Task requirements:
Count how many lines below contain the word "rubble", matching uppercase and lowercase exactly, and reply with only that number.

Location identification entries:

+++

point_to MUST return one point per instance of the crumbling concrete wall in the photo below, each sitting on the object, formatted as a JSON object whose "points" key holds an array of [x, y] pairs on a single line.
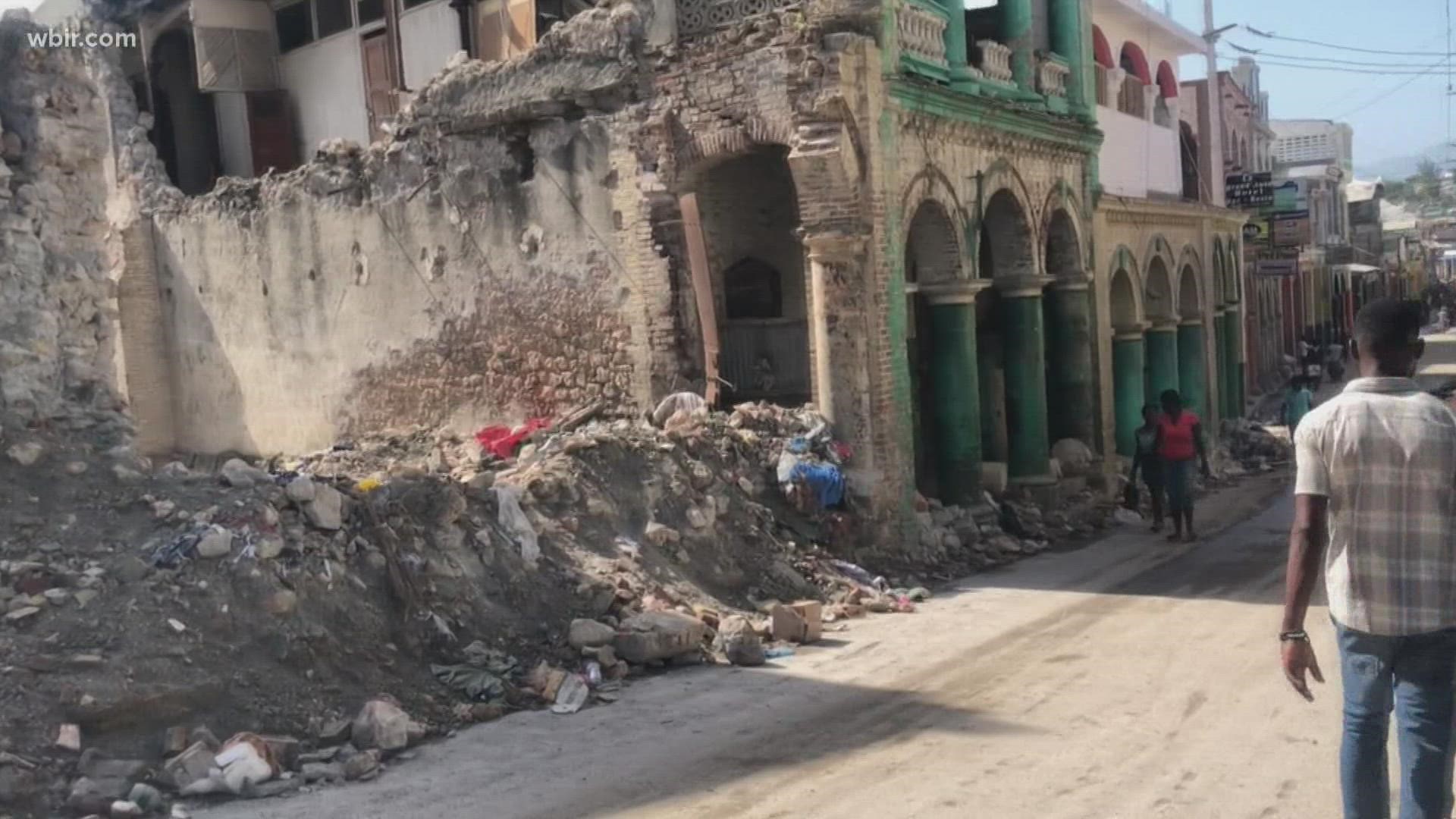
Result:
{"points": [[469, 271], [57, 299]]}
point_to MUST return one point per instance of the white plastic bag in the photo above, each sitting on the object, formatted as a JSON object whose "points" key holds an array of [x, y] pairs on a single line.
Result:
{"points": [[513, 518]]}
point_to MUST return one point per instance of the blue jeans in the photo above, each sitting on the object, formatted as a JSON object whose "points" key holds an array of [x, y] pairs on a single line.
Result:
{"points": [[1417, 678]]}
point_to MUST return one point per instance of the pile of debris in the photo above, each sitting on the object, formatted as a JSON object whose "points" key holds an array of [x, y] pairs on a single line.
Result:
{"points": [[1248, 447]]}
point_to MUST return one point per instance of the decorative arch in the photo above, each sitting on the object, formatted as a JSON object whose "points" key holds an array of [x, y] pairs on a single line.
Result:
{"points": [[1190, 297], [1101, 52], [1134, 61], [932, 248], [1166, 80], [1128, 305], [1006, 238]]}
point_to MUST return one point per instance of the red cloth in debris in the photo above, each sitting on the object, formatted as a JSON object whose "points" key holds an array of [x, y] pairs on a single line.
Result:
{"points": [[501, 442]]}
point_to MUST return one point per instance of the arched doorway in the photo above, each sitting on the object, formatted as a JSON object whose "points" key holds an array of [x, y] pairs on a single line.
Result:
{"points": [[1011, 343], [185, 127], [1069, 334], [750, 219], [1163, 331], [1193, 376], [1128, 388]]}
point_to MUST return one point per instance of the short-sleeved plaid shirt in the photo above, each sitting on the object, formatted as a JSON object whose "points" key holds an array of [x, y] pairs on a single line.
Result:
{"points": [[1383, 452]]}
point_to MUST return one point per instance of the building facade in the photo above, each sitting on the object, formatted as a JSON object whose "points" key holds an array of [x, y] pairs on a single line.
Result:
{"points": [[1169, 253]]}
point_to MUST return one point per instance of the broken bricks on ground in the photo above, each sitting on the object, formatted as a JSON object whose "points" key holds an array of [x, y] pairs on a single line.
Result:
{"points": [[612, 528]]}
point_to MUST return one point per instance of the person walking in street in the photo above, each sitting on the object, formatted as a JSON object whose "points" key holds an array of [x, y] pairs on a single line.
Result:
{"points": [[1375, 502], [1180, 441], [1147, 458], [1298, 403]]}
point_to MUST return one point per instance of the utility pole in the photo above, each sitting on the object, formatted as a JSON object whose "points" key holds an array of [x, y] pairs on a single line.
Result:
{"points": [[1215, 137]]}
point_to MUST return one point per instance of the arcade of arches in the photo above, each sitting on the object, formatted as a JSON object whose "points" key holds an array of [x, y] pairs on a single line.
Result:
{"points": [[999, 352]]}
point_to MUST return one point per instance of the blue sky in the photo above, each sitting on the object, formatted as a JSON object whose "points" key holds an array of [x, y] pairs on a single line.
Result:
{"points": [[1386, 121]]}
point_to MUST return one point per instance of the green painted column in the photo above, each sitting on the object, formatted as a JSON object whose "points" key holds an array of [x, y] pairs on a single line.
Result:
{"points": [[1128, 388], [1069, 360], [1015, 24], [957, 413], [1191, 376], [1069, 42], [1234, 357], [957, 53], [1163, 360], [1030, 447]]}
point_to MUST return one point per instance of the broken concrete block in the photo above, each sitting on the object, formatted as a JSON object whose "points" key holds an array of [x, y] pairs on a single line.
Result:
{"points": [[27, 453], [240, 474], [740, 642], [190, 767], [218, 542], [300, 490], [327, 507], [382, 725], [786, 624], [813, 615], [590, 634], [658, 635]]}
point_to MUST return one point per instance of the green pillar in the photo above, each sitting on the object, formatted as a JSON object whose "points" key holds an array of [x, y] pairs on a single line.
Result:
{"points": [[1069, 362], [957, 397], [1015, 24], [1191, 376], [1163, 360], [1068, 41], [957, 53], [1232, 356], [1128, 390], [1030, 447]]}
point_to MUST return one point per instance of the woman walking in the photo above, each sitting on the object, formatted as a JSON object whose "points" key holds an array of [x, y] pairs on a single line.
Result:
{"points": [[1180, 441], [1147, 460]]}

+++

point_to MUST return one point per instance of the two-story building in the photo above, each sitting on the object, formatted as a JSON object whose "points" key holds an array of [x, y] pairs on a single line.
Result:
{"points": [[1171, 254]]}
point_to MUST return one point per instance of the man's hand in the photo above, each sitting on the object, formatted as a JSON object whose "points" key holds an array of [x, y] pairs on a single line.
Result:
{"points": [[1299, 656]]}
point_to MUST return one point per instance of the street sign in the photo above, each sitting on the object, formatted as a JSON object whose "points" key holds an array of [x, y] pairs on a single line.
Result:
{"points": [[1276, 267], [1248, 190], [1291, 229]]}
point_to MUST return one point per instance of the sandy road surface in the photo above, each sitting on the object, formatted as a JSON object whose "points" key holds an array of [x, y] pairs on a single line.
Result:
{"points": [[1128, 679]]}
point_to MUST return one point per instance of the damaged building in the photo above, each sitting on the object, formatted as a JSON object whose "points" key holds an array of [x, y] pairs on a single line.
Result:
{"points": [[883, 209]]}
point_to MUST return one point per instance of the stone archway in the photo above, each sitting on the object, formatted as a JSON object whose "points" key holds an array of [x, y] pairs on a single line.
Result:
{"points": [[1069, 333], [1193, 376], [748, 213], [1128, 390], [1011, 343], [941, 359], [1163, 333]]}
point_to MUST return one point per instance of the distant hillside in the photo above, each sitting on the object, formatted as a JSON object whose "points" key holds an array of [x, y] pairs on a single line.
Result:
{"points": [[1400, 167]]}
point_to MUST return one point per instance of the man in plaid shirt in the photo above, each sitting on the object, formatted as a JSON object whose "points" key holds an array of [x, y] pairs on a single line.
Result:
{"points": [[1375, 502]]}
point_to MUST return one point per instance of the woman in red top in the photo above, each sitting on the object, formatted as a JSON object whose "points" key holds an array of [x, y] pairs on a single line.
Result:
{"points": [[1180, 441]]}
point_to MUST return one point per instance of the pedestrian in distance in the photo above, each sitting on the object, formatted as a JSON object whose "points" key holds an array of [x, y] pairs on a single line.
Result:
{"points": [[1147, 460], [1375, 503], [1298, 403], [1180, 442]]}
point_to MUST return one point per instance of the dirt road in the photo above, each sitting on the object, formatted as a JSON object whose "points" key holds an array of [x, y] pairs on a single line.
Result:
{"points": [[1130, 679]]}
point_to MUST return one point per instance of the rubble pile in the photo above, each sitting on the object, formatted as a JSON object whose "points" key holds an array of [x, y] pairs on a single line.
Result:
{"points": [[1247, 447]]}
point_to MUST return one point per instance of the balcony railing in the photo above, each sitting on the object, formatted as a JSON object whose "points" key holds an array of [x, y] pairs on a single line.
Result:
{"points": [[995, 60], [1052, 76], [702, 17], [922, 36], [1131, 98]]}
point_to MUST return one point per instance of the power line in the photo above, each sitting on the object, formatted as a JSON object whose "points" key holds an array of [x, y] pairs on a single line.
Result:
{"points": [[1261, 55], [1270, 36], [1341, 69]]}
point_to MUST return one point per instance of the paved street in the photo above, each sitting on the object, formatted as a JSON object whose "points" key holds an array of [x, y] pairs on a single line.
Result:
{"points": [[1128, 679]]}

+++

Solution to this problem:
1